• [表示テキスト]:

読書:AI vs. 教科書が読めない子どもたち

今年は読書&記録をやっていきたいと思います。森のすず社会福祉士事務所 森保です♪
2019年の3冊目は→ 「AI vs. 教科書が読めない子どもたち」 新井紀子(著)


私は、一応、情報科学を学んでいました。それは10年以上前なので、AIは今のような形ではなく、本書の中でも説明されている「エキスパートシステム」の全盛期でしたが、そのころでも将来の仕事の大部分は、コンピュータにとってかわられるというようなイメージがあったように思います。

ついでに、私は、一応、発達障害の子どもの読み書きの支援を通じて、人が文字や言葉を覚え理解することについても学びました。文字を覚えること、言葉を理解すること、そして文章を理解することは、とても複雑な脳の処理によってなされていることを体感しました。また、文字や言葉を駆使して文章を作り、それを自分の伝えたいことや思いを形にするということも、とても難しいことだということも感じました。

福祉の世界では、「意思決定」や「意思表示」の支援を行うことがありますが、物事を理解し意思を決定し表示することが、いかに難しいことかと思うのは、10年以上前の大学院生活の間に経験したことによります。

検出例

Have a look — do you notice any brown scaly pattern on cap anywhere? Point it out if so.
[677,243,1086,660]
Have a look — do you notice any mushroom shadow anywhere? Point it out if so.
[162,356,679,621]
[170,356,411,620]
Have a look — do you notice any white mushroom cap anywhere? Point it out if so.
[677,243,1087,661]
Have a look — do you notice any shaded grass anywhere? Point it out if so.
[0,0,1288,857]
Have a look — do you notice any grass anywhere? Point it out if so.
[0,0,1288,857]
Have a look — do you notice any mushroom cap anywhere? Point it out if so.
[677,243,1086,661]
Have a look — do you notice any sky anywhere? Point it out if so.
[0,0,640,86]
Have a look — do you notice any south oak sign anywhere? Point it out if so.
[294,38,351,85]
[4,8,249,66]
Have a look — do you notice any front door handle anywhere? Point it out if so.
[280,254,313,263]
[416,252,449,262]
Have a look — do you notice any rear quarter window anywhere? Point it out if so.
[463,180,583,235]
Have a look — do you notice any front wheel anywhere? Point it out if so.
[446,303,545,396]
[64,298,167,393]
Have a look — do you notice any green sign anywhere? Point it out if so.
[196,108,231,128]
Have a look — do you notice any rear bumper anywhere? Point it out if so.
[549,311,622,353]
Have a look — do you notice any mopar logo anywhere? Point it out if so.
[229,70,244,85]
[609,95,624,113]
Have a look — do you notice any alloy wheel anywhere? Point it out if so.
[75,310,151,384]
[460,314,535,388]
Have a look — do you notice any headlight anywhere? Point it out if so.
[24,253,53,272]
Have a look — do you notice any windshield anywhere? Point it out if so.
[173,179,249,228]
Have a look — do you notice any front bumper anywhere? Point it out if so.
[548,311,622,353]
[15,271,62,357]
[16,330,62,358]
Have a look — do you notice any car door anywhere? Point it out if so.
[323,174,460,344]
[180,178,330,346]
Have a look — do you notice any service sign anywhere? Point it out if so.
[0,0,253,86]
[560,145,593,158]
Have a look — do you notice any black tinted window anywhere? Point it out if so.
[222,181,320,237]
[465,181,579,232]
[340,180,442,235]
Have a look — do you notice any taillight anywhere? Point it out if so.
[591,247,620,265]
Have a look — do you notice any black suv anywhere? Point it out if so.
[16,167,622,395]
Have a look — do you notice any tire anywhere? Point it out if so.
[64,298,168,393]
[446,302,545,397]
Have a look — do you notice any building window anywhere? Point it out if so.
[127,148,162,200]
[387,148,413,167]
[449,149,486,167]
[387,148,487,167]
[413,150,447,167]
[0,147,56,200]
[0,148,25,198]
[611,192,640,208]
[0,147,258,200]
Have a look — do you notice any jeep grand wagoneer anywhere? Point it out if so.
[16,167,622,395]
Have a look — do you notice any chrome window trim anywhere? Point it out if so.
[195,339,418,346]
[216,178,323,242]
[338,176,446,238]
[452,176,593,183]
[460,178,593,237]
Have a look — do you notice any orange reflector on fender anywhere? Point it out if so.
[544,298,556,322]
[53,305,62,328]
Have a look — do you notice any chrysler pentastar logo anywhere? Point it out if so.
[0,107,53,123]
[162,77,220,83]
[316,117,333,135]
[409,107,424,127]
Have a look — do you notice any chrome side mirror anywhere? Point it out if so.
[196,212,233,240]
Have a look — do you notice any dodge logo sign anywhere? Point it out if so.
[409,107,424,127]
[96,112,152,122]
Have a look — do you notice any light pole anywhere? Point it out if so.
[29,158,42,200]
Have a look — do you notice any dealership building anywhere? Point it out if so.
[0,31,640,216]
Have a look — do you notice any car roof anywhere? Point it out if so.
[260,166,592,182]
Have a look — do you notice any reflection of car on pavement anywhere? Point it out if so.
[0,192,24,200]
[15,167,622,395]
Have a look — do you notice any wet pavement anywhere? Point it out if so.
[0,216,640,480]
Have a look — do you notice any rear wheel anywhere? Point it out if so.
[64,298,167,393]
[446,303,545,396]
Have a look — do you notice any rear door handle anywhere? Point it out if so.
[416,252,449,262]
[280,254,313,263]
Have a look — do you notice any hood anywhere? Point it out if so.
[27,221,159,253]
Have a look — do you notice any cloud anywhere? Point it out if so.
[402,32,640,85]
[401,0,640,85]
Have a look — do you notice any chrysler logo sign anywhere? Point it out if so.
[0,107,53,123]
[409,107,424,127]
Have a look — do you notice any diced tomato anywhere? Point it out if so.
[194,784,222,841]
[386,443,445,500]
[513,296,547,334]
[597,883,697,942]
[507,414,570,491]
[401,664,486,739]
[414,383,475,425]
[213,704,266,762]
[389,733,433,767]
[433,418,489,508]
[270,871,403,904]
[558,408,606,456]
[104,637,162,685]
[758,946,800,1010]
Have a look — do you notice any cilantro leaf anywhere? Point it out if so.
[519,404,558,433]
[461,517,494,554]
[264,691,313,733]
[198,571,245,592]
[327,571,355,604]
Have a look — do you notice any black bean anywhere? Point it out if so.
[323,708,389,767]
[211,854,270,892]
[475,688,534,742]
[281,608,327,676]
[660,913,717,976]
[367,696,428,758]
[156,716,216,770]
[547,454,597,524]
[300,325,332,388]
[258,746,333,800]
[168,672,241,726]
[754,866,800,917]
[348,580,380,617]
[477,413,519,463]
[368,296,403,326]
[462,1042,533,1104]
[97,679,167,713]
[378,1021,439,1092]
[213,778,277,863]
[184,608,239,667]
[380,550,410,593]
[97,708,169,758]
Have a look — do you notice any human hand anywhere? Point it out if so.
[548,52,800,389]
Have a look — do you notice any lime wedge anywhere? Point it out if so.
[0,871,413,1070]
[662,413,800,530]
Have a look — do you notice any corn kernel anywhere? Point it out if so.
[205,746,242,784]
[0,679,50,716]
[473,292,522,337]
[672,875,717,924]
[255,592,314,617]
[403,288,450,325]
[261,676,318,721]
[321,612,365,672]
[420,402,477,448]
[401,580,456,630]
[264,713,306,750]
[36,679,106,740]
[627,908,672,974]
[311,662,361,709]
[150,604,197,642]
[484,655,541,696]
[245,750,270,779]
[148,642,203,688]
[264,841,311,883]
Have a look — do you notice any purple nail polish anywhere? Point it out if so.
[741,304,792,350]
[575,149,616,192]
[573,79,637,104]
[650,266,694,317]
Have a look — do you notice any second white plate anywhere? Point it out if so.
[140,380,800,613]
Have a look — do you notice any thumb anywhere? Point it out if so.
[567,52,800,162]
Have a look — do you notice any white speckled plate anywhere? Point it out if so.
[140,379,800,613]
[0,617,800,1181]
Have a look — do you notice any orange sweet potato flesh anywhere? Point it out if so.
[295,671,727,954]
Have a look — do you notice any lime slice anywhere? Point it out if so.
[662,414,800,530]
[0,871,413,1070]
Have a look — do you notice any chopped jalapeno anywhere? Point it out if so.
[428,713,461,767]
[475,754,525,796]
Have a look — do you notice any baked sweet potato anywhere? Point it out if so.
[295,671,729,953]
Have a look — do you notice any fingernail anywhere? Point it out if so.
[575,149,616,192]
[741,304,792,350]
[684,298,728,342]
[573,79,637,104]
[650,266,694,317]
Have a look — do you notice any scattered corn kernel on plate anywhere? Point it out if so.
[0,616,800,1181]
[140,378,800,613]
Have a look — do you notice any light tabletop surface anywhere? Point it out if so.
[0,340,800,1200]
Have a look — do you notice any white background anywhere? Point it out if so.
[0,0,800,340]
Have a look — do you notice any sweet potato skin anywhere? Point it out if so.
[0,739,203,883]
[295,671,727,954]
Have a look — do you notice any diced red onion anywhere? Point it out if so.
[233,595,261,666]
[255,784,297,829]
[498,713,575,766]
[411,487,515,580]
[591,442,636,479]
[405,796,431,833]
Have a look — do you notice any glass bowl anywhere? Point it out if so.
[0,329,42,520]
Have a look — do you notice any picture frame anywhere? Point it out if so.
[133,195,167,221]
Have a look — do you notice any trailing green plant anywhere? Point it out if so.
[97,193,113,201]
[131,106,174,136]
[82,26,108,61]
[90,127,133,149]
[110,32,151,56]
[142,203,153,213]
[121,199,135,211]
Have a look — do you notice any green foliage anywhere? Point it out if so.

• [作業内容]: 読書の感想文から、「今年は読書&記録をやっていきたいと思います。森のすず社会福祉士事務所 森保です♪」から「間に経験したことによります。」までの部分を一字も変えずに書き写してください。

• [解答]:
今年は読書&記録をやっていきたいと思います。森のすず社会福祉士事務所 森保です♪
2019年の3冊目は→ 「AI vs. 教科書が読めない子どもたち」 新井紀子(著)


私は、一応、情報科学を学んでいました。それは10年以上前なので、AIは今のような形ではなく、本書の中でも説明されている「エキスパートシステム」の全盛期でしたが、そのころでも将来の仕事の大部分は、コンピュータにとってかわられるというようなイメージがあったように思います。

ついでに、私は、一応、発達障害の子どもの読み書きの支援を通じて、人が文字や言葉を覚え理解することについても学びました。文字を覚えること、言葉を理解すること、そして文章を理解することは、とても複雑な脳の処理によってなされていることを体感しました。また、文字や言葉を駆使して文章を作り、それを自分の伝えたいことや思いを形にするということも、とても難しいことだということも感じました。

福祉の世界では、「意思決定」や「意思表示」の支援を行うことがありますが、物事を理解し意思を決定し表示することが、いかに難しいことかと思うのは、10年以上前の大学院生活の間に経験したことによります。